> _AIM_
Starting at the line that contains "point: sign post" and ending at the last line of the records, rewrite those lines as a numbered list with blank lines left out.

---

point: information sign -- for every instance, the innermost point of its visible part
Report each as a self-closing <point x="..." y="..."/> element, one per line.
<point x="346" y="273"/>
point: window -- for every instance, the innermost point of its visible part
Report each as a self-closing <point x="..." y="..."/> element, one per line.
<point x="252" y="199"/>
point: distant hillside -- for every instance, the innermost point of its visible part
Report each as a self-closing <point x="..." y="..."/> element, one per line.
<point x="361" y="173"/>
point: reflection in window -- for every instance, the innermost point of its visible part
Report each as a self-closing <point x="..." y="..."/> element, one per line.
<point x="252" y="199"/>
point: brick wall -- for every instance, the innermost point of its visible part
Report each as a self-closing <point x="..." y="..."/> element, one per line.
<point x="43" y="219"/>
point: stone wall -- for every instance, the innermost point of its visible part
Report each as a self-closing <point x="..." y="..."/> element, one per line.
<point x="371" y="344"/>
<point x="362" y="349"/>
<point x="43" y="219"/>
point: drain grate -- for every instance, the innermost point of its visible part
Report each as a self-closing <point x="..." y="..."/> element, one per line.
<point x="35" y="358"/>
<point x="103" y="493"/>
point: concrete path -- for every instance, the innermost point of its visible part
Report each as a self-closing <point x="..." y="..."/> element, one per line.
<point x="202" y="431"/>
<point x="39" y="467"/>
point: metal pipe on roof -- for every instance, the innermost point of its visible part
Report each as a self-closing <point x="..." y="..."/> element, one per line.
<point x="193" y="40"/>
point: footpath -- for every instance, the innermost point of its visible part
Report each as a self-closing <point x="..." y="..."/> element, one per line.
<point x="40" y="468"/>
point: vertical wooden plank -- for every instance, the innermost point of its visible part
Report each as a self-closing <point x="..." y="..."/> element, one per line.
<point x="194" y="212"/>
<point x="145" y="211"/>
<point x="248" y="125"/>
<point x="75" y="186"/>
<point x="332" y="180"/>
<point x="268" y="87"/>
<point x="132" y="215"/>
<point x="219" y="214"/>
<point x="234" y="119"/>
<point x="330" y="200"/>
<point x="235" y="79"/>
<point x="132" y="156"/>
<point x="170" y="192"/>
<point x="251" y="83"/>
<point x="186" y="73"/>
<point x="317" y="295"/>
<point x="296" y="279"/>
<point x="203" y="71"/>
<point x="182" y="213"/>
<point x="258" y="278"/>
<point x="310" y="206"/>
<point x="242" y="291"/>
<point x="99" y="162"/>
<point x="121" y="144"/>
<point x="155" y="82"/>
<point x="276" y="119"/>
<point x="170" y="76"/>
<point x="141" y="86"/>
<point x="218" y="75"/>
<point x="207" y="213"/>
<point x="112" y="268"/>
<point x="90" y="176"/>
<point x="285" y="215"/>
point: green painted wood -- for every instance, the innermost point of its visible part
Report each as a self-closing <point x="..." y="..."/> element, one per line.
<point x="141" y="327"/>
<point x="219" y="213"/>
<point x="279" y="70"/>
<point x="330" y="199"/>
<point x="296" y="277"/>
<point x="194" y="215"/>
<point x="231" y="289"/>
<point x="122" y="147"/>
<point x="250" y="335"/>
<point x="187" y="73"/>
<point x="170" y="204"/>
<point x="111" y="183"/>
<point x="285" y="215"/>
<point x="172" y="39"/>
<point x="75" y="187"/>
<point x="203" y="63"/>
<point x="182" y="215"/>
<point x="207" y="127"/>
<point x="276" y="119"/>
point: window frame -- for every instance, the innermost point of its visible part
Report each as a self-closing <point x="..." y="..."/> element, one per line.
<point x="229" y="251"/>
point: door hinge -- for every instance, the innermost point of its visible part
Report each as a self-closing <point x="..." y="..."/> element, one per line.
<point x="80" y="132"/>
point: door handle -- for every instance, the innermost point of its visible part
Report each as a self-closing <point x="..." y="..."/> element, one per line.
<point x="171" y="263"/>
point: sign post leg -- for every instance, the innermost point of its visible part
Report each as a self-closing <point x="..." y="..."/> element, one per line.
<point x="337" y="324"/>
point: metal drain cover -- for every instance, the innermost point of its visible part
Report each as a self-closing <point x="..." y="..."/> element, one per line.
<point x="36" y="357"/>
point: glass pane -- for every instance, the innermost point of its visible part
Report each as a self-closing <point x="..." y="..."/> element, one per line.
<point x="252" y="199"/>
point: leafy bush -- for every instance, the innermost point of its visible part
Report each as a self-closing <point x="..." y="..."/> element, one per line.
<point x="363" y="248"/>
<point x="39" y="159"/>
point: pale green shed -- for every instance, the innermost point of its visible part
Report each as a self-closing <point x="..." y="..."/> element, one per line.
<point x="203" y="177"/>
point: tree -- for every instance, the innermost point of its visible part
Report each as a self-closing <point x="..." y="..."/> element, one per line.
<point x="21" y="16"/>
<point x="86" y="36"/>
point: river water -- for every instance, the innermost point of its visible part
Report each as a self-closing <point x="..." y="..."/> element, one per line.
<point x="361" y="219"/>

---

> _OUTPUT OF THE EXERCISE_
1. point: sign post leg -- for every instance, the innermost point of its visible part
2. Report each as a self-closing <point x="..." y="..."/> element, one per line.
3. <point x="337" y="324"/>
4. point: metal drain cover -- for every instance, the innermost point of its visible part
5. Report each as a self-closing <point x="..." y="..."/> element, one per line.
6. <point x="36" y="357"/>
7. point: glass pane -- for every instance, the innermost point of its visible part
8. Report each as a self-closing <point x="..." y="..."/> element, one per line.
9. <point x="252" y="199"/>
10. point: leafy bush -- for every instance, the innermost point of its visible part
11. Report each as a self-closing <point x="..." y="..."/> element, one per line.
12. <point x="363" y="248"/>
13. <point x="39" y="159"/>
14. point: pale green shed -- for every instance, the innermost point of its visible part
15. Report each as a self-closing <point x="..." y="..."/> element, one per line.
16. <point x="203" y="177"/>
17. point: tree -- for every instance, the innermost point of its visible part
18. Report each as a self-closing <point x="..." y="..."/> element, one per line.
19. <point x="21" y="16"/>
20. <point x="86" y="36"/>
21. point: river water -- for every instance, the innermost point of its visible part
22. Report each as a self-closing <point x="..." y="..."/> element, one per line.
23. <point x="361" y="219"/>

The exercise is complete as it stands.